— Task details —
Work through the data line by line, gathering every line that has the word "below".

(Natural language region descriptions)

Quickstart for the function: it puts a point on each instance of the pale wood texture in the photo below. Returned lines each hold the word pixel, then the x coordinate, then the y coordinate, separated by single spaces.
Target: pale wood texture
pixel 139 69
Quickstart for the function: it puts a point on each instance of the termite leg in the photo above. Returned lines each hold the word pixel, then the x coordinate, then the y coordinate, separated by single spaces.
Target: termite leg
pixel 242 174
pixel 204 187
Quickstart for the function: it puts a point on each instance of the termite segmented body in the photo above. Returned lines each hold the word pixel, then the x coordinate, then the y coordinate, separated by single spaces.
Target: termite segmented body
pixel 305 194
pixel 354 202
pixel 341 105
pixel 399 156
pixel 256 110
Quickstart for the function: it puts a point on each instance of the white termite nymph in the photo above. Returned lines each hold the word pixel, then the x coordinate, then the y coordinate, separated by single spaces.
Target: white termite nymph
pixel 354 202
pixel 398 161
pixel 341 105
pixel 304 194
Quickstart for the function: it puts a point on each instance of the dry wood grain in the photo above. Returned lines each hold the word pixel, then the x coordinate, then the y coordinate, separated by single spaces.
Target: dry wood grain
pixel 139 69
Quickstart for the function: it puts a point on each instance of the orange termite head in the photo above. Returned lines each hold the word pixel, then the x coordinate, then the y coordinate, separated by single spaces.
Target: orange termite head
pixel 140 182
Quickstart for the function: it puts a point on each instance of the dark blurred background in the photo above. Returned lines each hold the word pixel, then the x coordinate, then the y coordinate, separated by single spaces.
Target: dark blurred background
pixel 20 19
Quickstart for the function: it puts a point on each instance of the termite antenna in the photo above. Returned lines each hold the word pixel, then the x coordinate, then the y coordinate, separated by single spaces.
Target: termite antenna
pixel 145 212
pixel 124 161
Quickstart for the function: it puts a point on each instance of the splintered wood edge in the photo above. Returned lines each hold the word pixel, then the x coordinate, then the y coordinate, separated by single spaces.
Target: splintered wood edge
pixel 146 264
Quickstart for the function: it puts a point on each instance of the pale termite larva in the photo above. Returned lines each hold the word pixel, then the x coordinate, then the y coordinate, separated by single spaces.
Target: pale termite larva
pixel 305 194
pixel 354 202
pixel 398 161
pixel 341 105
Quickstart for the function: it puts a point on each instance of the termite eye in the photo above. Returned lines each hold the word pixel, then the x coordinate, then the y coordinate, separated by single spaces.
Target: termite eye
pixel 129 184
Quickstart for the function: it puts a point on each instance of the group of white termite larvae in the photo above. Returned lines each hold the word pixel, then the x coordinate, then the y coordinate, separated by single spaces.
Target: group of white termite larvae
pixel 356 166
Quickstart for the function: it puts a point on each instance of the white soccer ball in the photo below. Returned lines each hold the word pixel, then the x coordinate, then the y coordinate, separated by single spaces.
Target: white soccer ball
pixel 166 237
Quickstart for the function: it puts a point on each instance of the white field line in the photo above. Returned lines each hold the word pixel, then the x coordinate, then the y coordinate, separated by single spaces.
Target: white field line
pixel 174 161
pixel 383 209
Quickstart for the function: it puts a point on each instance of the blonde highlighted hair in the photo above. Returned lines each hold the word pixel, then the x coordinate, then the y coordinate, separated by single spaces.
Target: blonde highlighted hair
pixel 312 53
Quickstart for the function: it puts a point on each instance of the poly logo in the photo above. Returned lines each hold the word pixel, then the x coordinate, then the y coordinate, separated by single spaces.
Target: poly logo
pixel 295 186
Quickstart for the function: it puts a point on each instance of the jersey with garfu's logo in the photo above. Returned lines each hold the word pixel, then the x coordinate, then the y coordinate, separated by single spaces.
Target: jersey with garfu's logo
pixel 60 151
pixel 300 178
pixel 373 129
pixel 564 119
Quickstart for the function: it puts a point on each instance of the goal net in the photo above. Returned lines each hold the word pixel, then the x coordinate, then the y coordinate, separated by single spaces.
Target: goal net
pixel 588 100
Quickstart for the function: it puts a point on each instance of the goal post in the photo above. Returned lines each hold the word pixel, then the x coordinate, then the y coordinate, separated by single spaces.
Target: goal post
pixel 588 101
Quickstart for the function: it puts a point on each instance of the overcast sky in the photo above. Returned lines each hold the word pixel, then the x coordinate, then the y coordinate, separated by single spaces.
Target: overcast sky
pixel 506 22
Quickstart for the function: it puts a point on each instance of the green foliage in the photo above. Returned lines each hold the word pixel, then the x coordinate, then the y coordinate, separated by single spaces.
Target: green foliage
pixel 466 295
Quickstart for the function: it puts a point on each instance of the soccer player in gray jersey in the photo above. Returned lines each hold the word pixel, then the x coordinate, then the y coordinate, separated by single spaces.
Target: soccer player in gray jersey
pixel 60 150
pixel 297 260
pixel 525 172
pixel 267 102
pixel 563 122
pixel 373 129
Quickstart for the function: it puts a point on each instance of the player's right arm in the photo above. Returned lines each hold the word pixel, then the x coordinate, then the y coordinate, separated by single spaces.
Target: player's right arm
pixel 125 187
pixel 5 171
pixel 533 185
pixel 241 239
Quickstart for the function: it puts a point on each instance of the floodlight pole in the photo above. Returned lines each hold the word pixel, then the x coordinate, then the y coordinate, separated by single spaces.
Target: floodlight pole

— Solution to this task —
Quickstart for the function: it puts a point on each instance of the pale wood texture in the photo below. Returned lines each hold the word pixel, then the x coordinate, then the y coordinate, separated by single spaces.
Quickstart for the function: it puts a point on each instance of the white soccer ball in the photo below. Returned lines each hold the word pixel, then the x coordinate, then the y coordinate, separated by single spaces.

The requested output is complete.